==== Provided data ====

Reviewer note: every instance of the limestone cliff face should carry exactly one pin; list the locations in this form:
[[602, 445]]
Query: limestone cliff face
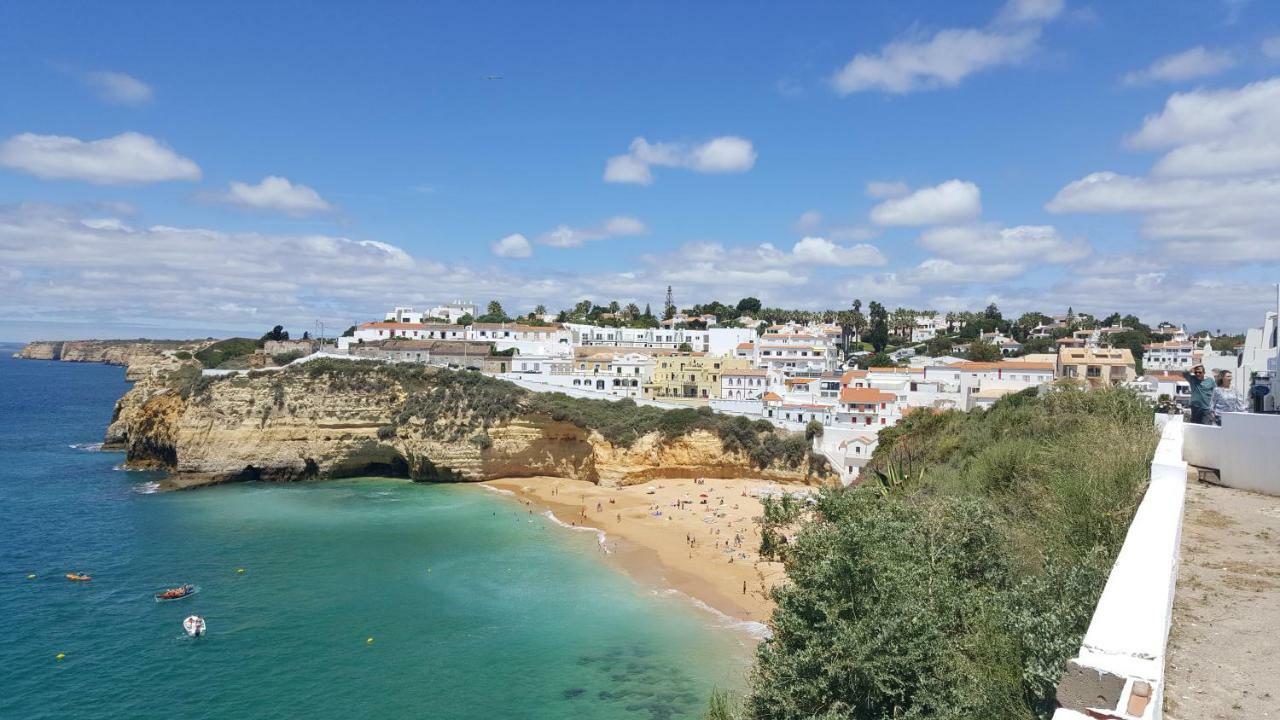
[[141, 358], [291, 425]]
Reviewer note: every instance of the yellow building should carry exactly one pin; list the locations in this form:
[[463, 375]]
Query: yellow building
[[690, 376], [1096, 365]]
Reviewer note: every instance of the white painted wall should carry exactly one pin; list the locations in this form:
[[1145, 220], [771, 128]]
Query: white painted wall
[[1242, 451], [1129, 630]]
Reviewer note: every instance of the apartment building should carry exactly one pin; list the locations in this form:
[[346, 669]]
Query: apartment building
[[690, 376], [1170, 355], [1096, 365]]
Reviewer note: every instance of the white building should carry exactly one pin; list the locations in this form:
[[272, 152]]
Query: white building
[[927, 327], [452, 311], [1170, 355], [526, 340], [713, 341]]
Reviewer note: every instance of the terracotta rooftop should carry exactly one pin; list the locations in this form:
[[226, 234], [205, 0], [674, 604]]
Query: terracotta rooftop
[[865, 395]]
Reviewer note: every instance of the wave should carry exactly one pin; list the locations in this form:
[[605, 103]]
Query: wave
[[758, 630], [599, 534]]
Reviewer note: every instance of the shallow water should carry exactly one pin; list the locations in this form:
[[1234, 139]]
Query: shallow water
[[476, 607]]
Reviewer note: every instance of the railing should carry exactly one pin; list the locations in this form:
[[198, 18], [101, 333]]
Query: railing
[[1120, 669]]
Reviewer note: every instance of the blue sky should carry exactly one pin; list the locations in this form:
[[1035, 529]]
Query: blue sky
[[401, 168]]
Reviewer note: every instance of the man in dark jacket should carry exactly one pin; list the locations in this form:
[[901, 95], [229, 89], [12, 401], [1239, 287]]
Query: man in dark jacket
[[1202, 395]]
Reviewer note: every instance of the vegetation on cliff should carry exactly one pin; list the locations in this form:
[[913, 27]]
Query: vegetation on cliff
[[458, 405], [959, 578]]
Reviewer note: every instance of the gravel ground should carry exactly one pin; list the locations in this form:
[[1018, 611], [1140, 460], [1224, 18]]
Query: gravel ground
[[1224, 650]]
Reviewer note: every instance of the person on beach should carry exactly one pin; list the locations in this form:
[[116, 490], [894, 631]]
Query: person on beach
[[1225, 399], [1202, 395]]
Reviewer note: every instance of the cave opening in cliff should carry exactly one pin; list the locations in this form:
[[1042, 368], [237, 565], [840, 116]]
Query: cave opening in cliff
[[379, 461]]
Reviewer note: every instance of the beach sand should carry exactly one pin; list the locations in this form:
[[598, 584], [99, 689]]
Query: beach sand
[[657, 548]]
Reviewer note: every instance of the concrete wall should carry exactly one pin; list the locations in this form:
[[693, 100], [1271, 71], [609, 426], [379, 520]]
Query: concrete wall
[[1120, 669], [1243, 451]]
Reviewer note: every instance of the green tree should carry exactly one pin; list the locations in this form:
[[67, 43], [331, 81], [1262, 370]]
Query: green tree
[[877, 335], [982, 351], [277, 333]]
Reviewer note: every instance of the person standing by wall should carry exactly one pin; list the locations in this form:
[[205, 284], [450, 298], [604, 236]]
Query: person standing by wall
[[1202, 395]]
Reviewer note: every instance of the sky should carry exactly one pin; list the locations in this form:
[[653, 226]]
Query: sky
[[176, 169]]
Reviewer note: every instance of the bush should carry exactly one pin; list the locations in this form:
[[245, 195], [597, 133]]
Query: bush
[[960, 588], [225, 350]]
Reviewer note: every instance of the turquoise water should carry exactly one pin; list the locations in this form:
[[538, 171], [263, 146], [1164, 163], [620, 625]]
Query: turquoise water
[[476, 609]]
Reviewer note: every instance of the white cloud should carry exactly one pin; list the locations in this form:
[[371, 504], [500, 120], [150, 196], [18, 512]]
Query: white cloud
[[1271, 48], [809, 220], [1016, 12], [512, 246], [952, 201], [119, 89], [275, 194], [822, 251], [941, 60], [720, 155], [883, 287], [990, 242], [936, 270], [885, 190], [1211, 219], [627, 169], [124, 159], [1188, 64], [1224, 132], [1215, 195], [617, 226], [945, 58]]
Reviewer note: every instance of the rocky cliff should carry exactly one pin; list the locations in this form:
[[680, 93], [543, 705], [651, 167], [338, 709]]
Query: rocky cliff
[[341, 419], [141, 358]]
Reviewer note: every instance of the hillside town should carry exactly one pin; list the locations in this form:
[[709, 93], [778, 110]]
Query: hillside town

====

#### What the task asks:
Please report every line of the records above that contains the word "town".

#### Expected answer:
Reviewer note: every instance of the hillside town should carry exactly one pin; list the locations in this form:
Query: hillside town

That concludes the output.